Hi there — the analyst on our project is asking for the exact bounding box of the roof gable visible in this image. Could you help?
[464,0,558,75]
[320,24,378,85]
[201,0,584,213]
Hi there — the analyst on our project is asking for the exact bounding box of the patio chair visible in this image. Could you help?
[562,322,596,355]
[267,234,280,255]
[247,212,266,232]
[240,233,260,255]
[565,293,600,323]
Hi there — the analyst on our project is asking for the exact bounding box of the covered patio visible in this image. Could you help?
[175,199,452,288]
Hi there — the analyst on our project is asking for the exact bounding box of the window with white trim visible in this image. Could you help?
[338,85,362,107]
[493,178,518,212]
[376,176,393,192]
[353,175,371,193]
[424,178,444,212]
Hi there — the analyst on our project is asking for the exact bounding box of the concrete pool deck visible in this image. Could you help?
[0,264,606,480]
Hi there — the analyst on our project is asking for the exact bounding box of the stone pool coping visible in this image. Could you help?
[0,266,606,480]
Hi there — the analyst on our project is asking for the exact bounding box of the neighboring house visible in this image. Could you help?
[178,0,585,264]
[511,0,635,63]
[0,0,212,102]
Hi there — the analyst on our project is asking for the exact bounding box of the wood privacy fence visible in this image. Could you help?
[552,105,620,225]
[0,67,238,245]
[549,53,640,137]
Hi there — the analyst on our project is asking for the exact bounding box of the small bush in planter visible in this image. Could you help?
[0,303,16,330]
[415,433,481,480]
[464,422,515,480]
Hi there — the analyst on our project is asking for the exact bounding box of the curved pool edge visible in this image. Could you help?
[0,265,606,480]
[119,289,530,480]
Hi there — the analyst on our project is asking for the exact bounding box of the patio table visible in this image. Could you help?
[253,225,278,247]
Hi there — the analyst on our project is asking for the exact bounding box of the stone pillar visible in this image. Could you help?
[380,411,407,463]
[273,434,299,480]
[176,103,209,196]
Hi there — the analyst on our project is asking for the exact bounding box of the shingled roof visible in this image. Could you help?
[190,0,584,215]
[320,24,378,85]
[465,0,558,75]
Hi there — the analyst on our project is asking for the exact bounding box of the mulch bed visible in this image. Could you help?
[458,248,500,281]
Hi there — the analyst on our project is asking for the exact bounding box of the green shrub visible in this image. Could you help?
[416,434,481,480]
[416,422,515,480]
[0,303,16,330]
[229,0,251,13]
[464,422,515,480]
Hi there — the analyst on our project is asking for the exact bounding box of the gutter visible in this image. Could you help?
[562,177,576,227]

What you will do: Show every line above that contains the string "roof". Case counts.

Reply:
Hi there — the analyst on our project is asking for the exact bounding box of the roof gable visible in this image. Could you help?
Hi there — the analyst on our project is asking for the exact bounding box of the shingled roof visible in this image. Could you help?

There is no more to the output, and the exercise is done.